#### EXERCISE MATERIAL
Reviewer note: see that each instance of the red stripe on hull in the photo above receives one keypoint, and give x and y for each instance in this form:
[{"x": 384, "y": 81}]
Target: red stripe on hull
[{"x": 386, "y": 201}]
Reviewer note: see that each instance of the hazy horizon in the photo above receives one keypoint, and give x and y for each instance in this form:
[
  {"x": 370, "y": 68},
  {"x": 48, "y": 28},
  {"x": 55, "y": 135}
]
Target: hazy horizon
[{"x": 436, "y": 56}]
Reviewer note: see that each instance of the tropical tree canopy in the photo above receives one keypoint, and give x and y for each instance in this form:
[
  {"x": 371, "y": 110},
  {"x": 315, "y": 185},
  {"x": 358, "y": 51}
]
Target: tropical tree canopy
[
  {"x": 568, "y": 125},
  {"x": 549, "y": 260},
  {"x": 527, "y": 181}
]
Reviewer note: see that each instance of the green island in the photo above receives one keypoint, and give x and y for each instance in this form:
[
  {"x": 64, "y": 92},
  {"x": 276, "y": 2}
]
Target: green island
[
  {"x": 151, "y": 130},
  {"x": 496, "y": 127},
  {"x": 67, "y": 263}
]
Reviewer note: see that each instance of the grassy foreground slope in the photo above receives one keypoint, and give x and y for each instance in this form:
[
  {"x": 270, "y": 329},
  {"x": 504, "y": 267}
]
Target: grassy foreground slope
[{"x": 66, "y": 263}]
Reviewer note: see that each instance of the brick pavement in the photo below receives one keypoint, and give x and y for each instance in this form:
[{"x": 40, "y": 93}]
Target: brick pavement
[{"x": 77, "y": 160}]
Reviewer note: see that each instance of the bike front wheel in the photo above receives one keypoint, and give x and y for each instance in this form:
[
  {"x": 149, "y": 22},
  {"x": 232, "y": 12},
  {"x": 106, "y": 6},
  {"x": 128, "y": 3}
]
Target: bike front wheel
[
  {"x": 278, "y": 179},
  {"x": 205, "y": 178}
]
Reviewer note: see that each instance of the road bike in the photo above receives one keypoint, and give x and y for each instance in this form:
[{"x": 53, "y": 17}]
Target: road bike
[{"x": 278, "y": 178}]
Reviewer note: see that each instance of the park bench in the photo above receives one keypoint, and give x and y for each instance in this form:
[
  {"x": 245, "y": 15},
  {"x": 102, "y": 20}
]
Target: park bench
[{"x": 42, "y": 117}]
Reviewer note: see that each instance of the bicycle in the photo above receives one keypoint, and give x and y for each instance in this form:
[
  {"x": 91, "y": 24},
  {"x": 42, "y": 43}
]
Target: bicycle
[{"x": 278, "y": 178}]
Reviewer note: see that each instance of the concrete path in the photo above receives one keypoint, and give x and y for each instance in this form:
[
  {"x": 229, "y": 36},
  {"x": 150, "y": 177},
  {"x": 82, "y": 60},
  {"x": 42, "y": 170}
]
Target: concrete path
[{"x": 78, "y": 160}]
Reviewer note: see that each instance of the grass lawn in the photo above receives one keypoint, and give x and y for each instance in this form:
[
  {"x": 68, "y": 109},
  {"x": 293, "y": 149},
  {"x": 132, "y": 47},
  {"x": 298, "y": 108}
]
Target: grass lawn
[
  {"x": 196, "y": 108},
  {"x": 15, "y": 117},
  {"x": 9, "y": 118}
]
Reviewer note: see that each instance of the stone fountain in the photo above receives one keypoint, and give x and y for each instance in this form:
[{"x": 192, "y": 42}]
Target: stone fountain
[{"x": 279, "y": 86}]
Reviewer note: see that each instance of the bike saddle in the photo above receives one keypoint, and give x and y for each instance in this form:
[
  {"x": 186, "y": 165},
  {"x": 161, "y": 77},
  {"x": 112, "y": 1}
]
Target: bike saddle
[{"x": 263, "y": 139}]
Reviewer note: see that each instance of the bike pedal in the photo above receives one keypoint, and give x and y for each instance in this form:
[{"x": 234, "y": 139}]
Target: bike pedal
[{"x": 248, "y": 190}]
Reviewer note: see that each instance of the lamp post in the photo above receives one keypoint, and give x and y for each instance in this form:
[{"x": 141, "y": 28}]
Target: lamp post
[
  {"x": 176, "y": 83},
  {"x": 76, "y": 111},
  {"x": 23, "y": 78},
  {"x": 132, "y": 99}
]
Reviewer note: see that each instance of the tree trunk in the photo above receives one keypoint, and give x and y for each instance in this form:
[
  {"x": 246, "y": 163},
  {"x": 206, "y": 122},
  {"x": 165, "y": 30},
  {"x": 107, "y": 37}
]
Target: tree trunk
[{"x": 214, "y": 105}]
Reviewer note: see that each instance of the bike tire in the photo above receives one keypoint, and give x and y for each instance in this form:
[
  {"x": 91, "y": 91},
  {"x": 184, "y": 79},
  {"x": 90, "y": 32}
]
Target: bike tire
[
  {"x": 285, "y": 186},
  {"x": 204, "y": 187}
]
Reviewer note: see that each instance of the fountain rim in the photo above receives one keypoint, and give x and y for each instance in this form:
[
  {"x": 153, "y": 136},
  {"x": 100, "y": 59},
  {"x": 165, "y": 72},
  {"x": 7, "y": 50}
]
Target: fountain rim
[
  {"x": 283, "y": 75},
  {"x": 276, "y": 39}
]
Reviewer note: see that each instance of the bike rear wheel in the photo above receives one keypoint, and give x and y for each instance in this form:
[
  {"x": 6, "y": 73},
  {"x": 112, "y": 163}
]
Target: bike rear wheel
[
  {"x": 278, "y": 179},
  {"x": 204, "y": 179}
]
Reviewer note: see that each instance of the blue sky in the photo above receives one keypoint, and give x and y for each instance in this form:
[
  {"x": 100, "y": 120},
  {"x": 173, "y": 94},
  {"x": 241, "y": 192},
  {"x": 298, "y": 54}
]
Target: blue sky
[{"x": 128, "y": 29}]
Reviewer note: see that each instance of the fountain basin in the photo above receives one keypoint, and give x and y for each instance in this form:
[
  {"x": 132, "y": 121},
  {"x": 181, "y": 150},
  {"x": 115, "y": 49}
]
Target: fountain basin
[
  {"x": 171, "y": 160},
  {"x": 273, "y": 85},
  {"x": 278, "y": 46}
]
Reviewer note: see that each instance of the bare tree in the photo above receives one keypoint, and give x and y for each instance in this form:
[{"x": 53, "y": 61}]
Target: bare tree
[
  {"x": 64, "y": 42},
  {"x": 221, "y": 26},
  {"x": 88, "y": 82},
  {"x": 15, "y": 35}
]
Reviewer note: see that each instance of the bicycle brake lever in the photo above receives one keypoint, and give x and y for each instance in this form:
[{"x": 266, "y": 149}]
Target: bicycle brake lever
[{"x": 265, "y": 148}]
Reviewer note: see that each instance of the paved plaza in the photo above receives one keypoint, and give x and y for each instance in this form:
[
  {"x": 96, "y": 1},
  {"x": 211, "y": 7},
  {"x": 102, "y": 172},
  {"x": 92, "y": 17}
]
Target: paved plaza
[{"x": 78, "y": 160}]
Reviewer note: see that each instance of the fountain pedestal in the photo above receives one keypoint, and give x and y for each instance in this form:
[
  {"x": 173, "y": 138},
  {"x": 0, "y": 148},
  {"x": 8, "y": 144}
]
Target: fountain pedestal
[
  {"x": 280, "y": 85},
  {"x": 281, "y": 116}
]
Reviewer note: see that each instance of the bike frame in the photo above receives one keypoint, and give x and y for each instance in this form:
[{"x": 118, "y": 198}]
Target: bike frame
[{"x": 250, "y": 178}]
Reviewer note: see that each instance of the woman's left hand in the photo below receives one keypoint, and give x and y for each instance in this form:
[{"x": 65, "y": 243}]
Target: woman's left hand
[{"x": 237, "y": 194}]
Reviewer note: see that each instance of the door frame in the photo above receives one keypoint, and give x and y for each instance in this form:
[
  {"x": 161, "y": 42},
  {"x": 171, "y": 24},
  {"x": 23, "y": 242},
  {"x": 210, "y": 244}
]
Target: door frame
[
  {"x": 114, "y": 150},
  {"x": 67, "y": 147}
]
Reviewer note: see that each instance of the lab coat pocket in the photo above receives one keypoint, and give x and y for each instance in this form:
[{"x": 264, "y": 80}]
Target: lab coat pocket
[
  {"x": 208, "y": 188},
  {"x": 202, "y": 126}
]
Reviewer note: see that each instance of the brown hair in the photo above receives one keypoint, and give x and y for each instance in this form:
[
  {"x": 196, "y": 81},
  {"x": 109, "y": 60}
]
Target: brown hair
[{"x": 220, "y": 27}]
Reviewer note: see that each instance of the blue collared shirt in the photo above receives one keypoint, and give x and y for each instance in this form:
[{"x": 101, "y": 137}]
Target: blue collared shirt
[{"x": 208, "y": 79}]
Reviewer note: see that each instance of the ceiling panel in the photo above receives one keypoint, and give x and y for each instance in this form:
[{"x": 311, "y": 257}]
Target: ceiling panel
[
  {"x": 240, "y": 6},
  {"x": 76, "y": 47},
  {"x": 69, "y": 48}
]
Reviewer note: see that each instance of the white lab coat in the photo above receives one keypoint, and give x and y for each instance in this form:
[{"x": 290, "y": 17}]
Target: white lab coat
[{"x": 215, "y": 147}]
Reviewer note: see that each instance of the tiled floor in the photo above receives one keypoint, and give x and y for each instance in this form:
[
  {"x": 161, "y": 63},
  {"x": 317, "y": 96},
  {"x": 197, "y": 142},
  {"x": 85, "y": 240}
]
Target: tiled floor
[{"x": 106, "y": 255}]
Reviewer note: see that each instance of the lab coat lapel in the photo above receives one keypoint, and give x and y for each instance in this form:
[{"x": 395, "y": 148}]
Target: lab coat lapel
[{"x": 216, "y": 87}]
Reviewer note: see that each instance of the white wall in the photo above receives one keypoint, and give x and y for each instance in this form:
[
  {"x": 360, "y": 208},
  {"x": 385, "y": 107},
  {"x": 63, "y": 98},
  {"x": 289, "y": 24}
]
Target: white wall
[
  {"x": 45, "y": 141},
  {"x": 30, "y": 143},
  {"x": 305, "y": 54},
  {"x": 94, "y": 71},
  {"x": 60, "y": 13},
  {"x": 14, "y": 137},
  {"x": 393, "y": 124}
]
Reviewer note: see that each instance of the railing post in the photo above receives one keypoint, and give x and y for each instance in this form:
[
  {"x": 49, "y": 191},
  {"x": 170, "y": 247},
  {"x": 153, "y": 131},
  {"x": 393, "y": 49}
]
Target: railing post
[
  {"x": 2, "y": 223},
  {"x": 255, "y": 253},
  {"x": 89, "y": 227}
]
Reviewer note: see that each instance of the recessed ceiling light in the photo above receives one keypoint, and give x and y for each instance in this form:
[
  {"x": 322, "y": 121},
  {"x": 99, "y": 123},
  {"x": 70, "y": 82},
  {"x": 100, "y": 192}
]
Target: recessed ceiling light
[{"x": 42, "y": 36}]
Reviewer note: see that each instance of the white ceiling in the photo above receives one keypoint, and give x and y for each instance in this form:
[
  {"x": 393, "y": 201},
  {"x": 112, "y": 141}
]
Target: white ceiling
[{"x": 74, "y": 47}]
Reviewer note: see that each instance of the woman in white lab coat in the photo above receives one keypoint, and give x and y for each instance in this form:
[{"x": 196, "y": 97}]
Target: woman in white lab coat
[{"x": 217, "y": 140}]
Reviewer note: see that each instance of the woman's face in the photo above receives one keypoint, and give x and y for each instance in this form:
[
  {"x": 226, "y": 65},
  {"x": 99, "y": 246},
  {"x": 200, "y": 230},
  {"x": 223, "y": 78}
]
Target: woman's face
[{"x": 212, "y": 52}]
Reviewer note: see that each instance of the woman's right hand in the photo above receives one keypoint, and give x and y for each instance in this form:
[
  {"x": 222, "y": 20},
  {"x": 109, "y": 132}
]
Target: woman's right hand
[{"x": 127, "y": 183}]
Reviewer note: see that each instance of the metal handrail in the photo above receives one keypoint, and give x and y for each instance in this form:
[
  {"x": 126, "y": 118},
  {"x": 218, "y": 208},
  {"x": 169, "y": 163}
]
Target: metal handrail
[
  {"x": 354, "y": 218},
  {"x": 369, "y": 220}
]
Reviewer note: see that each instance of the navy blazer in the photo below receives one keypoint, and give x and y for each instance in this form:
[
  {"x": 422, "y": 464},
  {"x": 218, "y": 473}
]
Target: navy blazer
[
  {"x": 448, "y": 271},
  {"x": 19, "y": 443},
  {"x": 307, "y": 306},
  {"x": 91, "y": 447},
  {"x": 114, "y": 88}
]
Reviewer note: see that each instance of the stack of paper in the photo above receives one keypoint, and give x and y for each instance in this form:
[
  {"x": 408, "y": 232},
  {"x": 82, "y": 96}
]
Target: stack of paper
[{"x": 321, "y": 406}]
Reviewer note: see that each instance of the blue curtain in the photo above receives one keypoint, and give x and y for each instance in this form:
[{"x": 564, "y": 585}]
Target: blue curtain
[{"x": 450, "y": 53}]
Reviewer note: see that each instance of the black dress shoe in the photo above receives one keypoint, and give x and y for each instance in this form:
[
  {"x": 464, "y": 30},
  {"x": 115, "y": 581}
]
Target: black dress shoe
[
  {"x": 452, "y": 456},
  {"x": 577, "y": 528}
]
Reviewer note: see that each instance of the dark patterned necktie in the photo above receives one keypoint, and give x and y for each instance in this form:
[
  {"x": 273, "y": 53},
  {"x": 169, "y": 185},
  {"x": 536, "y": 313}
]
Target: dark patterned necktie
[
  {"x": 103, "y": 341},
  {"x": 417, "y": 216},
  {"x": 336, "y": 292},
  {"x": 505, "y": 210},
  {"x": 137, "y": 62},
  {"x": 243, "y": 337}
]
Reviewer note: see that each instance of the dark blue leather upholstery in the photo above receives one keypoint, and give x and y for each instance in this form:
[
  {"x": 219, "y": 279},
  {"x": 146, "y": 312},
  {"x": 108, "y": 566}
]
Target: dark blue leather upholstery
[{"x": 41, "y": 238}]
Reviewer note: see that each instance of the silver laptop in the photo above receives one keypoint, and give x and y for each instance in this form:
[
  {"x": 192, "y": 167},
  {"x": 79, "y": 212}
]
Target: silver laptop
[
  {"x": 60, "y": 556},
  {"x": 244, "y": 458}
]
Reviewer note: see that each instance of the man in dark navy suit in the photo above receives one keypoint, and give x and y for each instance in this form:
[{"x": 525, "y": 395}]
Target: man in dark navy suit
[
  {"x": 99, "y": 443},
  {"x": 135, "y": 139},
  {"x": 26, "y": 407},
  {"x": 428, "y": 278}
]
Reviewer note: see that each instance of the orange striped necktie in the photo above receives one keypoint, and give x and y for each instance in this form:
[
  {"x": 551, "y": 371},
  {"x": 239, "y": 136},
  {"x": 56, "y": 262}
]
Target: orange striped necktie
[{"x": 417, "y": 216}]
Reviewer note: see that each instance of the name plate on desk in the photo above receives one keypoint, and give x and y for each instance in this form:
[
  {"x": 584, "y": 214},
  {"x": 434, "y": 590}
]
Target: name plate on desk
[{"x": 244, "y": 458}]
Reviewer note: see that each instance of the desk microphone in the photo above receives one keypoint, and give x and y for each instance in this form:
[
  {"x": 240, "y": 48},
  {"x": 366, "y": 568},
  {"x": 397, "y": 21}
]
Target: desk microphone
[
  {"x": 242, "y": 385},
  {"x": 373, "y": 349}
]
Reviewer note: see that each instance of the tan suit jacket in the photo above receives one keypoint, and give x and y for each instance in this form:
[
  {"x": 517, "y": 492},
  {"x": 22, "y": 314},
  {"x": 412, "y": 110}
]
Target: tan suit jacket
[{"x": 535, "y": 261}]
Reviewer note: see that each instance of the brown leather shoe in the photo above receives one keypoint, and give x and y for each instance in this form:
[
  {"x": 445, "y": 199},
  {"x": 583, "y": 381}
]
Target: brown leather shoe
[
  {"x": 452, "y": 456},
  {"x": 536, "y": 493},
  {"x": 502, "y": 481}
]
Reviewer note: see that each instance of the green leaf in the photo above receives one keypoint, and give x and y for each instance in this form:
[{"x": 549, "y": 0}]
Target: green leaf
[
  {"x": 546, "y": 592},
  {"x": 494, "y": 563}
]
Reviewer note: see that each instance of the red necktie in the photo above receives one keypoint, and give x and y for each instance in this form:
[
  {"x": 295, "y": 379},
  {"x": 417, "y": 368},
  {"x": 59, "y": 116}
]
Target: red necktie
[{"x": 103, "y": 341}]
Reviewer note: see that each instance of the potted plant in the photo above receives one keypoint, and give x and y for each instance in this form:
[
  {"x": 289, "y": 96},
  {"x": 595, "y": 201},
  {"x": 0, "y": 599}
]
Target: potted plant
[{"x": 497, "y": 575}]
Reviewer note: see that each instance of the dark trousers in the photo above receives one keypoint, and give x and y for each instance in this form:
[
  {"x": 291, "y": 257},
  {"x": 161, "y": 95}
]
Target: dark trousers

#### REQUIREMENT
Copy every line of the data that holds the string "below".

#### SOLUTION
Reviewer note: see that each instance of the brick pavement in the photo below receives one keypoint, and give x and y for each instance in this form:
Reviewer note: see that each instance of the woman's left hand in the photo below receives one keypoint, and give x and y for each instance in this form:
Reviewer note: see that each instance of the navy blazer in the photo below receives one keypoint, and give x and y for each instance in this form:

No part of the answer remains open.